- WHAT YOU WILL DO: The full listing below should be returned without a single change.

- TASK INPUTS:
·····

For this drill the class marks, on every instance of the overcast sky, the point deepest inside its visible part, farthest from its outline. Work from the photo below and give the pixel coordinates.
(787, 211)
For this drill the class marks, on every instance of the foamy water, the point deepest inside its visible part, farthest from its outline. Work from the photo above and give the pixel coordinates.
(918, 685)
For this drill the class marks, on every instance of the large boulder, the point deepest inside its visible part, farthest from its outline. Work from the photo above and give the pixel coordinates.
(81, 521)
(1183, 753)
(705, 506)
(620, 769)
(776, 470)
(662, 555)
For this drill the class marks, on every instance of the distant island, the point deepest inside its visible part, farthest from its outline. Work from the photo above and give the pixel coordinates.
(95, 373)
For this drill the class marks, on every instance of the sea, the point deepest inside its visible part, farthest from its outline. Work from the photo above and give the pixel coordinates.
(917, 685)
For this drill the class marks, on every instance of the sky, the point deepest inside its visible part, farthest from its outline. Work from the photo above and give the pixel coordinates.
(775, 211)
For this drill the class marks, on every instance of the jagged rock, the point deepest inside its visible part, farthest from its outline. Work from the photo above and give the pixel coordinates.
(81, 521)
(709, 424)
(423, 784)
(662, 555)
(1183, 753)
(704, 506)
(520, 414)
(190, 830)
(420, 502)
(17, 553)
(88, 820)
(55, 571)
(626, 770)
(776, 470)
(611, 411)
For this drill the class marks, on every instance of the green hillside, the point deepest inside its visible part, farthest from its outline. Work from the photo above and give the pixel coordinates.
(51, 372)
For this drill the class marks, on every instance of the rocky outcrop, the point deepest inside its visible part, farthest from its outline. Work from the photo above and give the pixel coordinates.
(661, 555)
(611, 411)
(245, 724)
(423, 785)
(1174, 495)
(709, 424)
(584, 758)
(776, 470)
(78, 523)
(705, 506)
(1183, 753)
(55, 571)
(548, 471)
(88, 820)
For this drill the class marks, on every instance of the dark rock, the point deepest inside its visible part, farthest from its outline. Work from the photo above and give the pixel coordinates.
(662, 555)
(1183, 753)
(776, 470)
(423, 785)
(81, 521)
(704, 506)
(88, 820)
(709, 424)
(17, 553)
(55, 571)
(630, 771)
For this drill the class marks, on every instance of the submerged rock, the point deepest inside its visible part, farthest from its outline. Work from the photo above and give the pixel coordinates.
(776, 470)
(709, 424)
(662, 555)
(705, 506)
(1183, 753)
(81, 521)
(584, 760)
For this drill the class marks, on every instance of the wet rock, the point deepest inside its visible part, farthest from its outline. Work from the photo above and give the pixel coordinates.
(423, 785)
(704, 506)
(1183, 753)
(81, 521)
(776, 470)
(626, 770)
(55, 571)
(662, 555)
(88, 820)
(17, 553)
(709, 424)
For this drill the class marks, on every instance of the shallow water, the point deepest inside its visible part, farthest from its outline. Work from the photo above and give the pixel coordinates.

·····

- OUTPUT BELOW:
For this drill the class marks, on every instance of the overcast sky, the point deepest inside its visible part, farthest from its outline. Work from the photo below and give the pixel coordinates.
(787, 211)
For this drill the class marks, on every instance of the foamy water, the point deepest inside its visible part, farthest from its outline. Work from the photo above and give the pixel coordinates.
(918, 685)
For this drill the class marks, on every instance of the large boulder, the point deepest inside its visible part, farthest from its outline. Work from the photo above and give the pixel coordinates.
(81, 521)
(1183, 753)
(705, 506)
(620, 769)
(776, 470)
(662, 555)
For this drill the class marks, on every instance of the distant island, the point deepest inside its visible part, farthest from its outline. Work from the photo above and give the pixel coordinates.
(95, 373)
For this drill the class marks, on every instance of the sea, the point deepest inside its visible part, farthest from its outline. Work from the photo above and give the pixel coordinates.
(917, 685)
For this drill the class marks, on every instance of the sky, the point deepest inside its visible part, farthest from its outline. Work from the photo above and give the pixel coordinates.
(775, 211)
For this drill the class marks, on every instance of the jagged rock, the point deepest inside its visible part, farthest from its outline. Work from the photo above and give the pixel coordinates.
(81, 521)
(709, 424)
(423, 784)
(662, 555)
(1183, 753)
(704, 506)
(520, 414)
(190, 830)
(420, 502)
(17, 553)
(88, 820)
(55, 571)
(626, 770)
(776, 470)
(611, 411)
For this drill the class marks, on every instance of the green hillside, the point deepest inside its visible part, farthest from its outline. Work from the photo above and give the pixel coordinates.
(51, 372)
For this drill the class marks, on every instance of the rocky outcrop, the point deepest inside its visible part, farthest from its outline. Work from the photo above and give the pixel coordinates.
(661, 555)
(611, 411)
(245, 724)
(423, 785)
(1174, 495)
(709, 424)
(584, 758)
(776, 470)
(78, 523)
(705, 506)
(1183, 753)
(55, 571)
(548, 471)
(88, 820)
For this drill the class marks, on every instance of the dark rock, the point deepest inside its visible part, farthest from its outline. Work from the photo above and give the pixel coordinates.
(662, 555)
(1183, 753)
(776, 470)
(423, 785)
(81, 521)
(704, 506)
(88, 820)
(709, 424)
(17, 553)
(55, 571)
(630, 771)
For this drill the class marks, on every instance of the submerged rock, the point deepest inside its visible part, farthest from its outline. Work from the photo above and give the pixel coordinates.
(776, 470)
(709, 424)
(662, 555)
(705, 506)
(1183, 753)
(81, 521)
(584, 760)
For this drill the class marks, on every instance of the wet rock, the point deepest inside its visible part, farthest from its outline. Work from the photo above and give the pixel coordinates.
(423, 785)
(704, 506)
(1183, 753)
(81, 521)
(776, 470)
(626, 770)
(55, 571)
(662, 555)
(88, 820)
(17, 553)
(709, 424)
For this drill the class marks, on every instance of the shallow water, the point deepest inside its visible part, farthest from its outline. Work from the photo above and give the pixel coordinates.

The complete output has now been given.